▶ _Action item_
Continue the pelvic floor surgery article from the point where it stops.

▶ _Excerpted text_
"We're moving from an era where it was all based on judgment, and experience, to an era where treatments will be based on firm evidence of the structural failures present in each patient," says John O. L. DeLancey, MD.
Like any other field of surgery, pelvic floor surgery has seen improvements in technology over the past few decades and continues to evolve so that it can be performed more effectively, efficiently, and safely.
In a recent interview, John O. L. DeLancey, MD, discusses this evolution in terms of what he expects and hopes for the future of pelvic floor surgery, integrating key points from his State-of-the-Art lecture at the 2021 International Continence Society Meeting.1 DeLancey is the Norman F. Miller Professor of gynecology, Professor of Urology and the director of female pelvic medicine and reconstructive surgery and the Pelvic Floor Research Group at the University of Michigan Medical School, Ann Arbor.

(Referring-expression pointing data)

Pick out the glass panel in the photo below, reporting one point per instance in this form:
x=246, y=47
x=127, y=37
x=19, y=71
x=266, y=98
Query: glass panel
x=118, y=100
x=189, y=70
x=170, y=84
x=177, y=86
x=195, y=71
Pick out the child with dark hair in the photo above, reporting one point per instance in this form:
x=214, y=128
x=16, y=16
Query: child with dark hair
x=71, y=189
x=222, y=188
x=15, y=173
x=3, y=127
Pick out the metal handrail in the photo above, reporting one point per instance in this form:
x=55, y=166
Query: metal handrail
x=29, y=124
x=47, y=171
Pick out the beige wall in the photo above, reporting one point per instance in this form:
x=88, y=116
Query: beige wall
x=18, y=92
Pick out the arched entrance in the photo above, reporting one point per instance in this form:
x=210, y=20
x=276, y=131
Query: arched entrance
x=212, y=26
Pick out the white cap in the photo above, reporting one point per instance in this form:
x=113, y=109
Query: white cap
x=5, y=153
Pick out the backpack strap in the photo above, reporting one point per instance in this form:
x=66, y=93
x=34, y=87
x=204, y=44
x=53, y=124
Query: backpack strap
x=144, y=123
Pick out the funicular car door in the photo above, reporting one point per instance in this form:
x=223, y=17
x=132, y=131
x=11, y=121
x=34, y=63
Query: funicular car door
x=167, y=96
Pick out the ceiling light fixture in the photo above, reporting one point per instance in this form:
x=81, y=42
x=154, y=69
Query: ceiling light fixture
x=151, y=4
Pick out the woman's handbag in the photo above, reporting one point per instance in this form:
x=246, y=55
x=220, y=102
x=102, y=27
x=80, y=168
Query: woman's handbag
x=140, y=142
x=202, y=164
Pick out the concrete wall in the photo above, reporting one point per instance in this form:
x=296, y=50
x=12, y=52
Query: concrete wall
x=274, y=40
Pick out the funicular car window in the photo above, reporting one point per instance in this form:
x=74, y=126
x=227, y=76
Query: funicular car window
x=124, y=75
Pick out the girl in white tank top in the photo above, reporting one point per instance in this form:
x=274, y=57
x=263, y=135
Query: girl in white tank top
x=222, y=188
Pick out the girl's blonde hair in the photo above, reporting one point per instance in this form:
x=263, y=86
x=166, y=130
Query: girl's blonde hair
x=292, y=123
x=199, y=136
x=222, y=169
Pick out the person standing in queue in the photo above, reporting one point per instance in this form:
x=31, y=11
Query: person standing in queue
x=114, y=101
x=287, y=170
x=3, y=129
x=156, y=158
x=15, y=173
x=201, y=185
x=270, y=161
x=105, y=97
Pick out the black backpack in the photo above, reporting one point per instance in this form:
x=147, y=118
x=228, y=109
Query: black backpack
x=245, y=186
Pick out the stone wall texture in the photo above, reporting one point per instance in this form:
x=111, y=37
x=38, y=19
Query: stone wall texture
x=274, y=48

▶ _Written response_
I've been doing surgery for several decades, and I've spent my whole career trying to understand what goes wrong with people who have prolapse so that I could be a better surgeon and try and get better results for my patients. When any of us who are experienced and done a lot of prolapse surgery looks at our long-term results, they're not as good as we would hope. The NIH's Clinical Trials Network, the PFDN, using the gold standard operation currently available, had a 25% failure rate at 7 years. So, these are the best surgeons with the best operation. A 25% failure rate is not what we would hope for if we were patients. The main motivator for me in terms of trying to figure out what's wrong is that there really is this huge need to be able to come up with higher success. Randomized trials have done a lot so far with comparing existing operations, but we're only testing existing operations against one another. In many fields, once they could determine mechanisms of disease, new treatments were developed, and treatment plans based on the cause of each individual patient’s problem could be developed.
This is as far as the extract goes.